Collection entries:
►

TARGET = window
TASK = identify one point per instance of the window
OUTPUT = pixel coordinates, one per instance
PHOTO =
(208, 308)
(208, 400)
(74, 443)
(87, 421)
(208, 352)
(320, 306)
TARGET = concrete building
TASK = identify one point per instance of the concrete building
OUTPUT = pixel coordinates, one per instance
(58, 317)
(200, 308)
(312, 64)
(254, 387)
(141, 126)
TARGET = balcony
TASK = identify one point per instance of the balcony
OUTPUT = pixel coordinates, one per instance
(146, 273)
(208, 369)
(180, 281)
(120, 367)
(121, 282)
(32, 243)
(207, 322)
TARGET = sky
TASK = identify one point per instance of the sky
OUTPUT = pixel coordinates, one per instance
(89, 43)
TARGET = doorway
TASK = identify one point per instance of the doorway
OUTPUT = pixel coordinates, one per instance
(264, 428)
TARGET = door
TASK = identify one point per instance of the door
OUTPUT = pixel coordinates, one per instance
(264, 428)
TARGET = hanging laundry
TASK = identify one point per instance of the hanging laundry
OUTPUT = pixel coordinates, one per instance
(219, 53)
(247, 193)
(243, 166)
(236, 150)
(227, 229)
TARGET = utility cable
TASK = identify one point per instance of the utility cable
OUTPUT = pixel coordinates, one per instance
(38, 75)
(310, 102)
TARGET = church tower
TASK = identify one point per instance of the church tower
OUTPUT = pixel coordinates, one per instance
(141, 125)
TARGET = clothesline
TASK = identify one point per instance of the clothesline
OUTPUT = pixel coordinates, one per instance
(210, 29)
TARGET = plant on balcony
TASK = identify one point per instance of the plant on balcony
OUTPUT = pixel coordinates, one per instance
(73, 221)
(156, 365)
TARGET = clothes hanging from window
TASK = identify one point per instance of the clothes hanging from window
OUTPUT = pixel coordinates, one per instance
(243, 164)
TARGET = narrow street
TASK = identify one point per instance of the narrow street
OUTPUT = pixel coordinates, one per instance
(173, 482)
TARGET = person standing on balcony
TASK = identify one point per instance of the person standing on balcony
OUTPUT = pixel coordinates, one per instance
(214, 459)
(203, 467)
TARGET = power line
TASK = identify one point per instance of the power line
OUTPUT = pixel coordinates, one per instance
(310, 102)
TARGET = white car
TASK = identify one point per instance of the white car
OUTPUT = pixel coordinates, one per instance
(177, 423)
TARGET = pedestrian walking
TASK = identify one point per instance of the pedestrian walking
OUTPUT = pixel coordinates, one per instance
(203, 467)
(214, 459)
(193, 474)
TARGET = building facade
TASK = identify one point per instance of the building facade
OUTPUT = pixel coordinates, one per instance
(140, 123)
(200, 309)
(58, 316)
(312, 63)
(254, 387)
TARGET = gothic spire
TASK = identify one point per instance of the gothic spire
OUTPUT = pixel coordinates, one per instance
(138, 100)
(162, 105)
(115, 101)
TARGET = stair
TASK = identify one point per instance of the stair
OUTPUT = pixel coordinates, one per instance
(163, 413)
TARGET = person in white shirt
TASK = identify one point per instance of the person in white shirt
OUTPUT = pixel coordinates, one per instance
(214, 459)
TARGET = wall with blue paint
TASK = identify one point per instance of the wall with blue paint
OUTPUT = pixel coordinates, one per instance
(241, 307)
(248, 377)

◄

For every entry in the records above, write an exact copy.

TARGET = window
TASK = identify one point per instance of the window
OUTPUT = pixel coordinates, one per instance
PHOTO =
(208, 308)
(208, 400)
(74, 443)
(87, 421)
(208, 352)
(320, 306)
TARGET = concrete building
TASK = identify one point per instance of the concrete building
OUTPUT = pixel coordinates, one per instance
(58, 317)
(200, 308)
(312, 64)
(254, 387)
(141, 126)
TARGET = balcony
TASK = identify one point per instance of the balcony
OUTPUT = pixel coordinates, one per instance
(146, 273)
(208, 369)
(180, 281)
(120, 367)
(121, 282)
(32, 243)
(207, 322)
TARGET = sky
TASK = identify one point per instance of the sky
OUTPUT = pixel coordinates, one per instance
(89, 43)
TARGET = doorway
TASK = identify one point per instance of the doorway
OUTPUT = pixel coordinates, one per instance
(264, 428)
TARGET = door
TASK = identify one point per instance of the door
OUTPUT = pixel coordinates, one per instance
(264, 428)
TARGET = hanging laundry
TASK = identify one point per instance of the hanging laundry
OUTPUT = pixel coordinates, one per instance
(219, 53)
(247, 193)
(243, 166)
(236, 150)
(227, 229)
TARGET = utility cable
TASK = identify one point per instance of the utility cable
OUTPUT = pixel coordinates, one per instance
(38, 75)
(310, 102)
TARGET = church tower
TASK = identify one point per instance of the church tower
OUTPUT = pixel coordinates, one per instance
(141, 125)
TARGET = clothesline
TASK = identify one point per instance of the clothesline
OUTPUT = pixel coordinates, one per instance
(210, 29)
TARGET = plant on balcony
TASK = identify one point per instance of the plant on balcony
OUTPUT = pixel coordinates, one per instance
(73, 221)
(156, 365)
TARGET = clothes hanging from window
TASK = identify one point per instance of the clothes hanging from window
OUTPUT = pixel coordinates, one per instance
(243, 164)
TARGET = narrow street
TASK = identify one point per instance of the narrow street
OUTPUT = pixel coordinates, one per instance
(173, 482)
TARGET = person standing on balcony
TASK = identify one point per instance of the person standing on balcony
OUTPUT = pixel coordinates, one per instance
(214, 459)
(203, 467)
TARGET = power line
TASK = identify one point per instance of the power line
OUTPUT = pixel coordinates, one per instance
(310, 102)
TARGET = white car
TASK = identify one point per instance of the white car
OUTPUT = pixel coordinates, one per instance
(177, 423)
TARGET = pedestrian walking
TASK = identify one point per instance of the pedestrian walking
OUTPUT = pixel coordinates, one per instance
(203, 467)
(214, 459)
(193, 474)
TARGET = building facade
TASK = identify one point per instance of the building facade
OUTPUT = pixel coordinates, one per instance
(140, 123)
(200, 309)
(58, 316)
(312, 63)
(254, 387)
TARGET = gothic spire
TASK = identify one point per instance of the gothic spire
OUTPUT = pixel coordinates, one per instance
(138, 100)
(162, 105)
(115, 101)
TARGET = stair
TASK = identify one point per instance of the stair
OUTPUT = pixel coordinates, one per instance
(163, 413)
TARGET = person in white shirt
TASK = identify one point per instance of the person in white shirt
OUTPUT = pixel coordinates, one per instance
(214, 459)
TARGET = wall with blue paint
TASK = identify one point per instance of the wall with blue paint
OUTPUT = pixel coordinates, one per instance
(241, 307)
(248, 377)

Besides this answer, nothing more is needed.